■ **THE REQUEST**
Identify every line in the rows below that contains the string "hair" and copy each one. Case matters.

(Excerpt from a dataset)
******************************

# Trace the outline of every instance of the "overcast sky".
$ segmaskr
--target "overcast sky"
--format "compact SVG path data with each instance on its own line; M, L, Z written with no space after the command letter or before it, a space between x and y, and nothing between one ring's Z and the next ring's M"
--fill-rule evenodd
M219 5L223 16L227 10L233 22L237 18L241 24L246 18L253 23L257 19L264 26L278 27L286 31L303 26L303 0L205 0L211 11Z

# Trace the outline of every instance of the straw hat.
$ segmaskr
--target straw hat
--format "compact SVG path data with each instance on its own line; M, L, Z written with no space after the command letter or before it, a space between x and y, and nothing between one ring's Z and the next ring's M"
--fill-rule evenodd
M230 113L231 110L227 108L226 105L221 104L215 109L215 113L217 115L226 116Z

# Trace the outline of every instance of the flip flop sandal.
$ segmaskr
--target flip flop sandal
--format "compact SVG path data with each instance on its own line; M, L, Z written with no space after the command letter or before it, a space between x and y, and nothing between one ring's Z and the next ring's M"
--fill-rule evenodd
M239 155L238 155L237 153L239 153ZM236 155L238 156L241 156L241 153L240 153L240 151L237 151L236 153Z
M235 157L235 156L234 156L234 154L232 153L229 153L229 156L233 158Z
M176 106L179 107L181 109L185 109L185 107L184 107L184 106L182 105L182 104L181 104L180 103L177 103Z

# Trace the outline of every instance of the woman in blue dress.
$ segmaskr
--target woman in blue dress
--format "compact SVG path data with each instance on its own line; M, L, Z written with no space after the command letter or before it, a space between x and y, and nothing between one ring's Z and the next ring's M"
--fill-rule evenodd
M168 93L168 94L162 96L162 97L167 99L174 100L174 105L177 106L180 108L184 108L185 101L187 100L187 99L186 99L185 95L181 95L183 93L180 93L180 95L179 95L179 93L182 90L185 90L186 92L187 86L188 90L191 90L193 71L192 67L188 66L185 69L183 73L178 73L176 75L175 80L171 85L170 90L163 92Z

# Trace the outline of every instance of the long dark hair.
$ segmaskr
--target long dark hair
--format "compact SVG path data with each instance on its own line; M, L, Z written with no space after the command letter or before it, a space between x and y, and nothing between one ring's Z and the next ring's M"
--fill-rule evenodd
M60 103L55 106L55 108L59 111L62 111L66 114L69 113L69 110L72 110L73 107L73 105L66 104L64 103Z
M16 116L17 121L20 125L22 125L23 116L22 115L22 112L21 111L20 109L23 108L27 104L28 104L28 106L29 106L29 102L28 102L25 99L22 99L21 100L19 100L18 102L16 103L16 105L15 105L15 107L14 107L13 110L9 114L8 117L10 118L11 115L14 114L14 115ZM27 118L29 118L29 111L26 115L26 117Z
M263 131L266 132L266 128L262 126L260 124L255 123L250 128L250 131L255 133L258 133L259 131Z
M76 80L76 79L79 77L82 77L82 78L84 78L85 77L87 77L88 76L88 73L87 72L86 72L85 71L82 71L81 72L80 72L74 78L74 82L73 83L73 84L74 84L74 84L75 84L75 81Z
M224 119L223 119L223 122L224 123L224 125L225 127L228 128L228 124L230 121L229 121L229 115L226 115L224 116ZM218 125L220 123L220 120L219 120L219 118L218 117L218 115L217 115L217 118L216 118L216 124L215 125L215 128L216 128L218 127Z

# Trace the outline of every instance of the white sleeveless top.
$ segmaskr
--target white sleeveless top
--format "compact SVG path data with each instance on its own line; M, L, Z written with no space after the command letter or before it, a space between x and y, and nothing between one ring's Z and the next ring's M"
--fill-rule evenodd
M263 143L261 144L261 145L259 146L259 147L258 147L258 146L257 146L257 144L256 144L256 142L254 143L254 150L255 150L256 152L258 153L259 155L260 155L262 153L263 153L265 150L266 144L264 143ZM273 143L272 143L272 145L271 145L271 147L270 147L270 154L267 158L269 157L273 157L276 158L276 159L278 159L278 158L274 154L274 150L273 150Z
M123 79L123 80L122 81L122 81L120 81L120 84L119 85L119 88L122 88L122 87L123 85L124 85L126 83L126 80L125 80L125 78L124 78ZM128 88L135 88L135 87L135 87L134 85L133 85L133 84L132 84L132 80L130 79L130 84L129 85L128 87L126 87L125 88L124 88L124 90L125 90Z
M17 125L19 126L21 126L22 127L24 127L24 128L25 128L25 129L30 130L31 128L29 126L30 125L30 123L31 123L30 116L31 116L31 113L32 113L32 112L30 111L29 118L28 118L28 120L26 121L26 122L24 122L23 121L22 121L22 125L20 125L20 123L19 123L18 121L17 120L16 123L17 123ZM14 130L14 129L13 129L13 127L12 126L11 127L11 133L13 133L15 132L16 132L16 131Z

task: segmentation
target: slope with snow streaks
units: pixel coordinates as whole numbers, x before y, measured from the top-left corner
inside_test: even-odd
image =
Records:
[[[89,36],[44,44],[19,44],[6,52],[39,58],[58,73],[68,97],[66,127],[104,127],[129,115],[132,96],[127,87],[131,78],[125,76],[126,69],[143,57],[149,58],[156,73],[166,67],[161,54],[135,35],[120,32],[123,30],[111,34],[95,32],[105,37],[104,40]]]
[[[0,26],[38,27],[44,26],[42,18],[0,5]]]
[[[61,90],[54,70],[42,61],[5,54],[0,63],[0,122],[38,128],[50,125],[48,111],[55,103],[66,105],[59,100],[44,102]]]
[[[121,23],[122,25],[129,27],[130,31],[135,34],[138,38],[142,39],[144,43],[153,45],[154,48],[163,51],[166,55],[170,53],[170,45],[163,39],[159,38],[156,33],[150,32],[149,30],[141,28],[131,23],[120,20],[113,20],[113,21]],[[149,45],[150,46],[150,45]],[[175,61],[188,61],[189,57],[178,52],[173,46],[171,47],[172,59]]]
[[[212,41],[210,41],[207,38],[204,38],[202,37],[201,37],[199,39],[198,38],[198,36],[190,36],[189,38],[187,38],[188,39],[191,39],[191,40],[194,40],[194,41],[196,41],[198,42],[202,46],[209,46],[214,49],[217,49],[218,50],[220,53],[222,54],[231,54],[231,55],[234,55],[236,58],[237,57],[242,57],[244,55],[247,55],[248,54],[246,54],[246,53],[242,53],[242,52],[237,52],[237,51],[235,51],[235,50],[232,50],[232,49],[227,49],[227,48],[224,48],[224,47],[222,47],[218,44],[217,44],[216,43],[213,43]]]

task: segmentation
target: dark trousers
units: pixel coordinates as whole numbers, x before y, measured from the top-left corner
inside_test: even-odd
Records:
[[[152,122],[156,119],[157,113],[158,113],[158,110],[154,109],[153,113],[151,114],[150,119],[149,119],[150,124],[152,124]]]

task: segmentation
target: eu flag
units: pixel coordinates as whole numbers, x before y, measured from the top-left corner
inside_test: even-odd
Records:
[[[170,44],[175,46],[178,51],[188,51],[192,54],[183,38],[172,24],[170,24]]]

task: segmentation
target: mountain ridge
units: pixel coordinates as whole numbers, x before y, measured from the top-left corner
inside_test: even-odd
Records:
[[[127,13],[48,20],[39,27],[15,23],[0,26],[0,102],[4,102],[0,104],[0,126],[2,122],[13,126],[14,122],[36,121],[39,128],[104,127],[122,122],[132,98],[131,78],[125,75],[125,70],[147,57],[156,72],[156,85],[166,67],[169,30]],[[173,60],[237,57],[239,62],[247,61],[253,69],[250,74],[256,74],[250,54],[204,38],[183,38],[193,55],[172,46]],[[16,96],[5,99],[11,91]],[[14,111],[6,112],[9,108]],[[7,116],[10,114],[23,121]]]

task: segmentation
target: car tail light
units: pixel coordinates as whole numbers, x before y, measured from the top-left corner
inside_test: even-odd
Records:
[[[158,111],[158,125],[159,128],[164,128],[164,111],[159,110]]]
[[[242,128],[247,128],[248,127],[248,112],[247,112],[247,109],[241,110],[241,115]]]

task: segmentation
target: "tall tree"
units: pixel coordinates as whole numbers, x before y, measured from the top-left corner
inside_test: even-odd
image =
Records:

******************************

■ **RESULT OF THE TASK**
# Trace the outline of every instance of the long dark hair.
--target long dark hair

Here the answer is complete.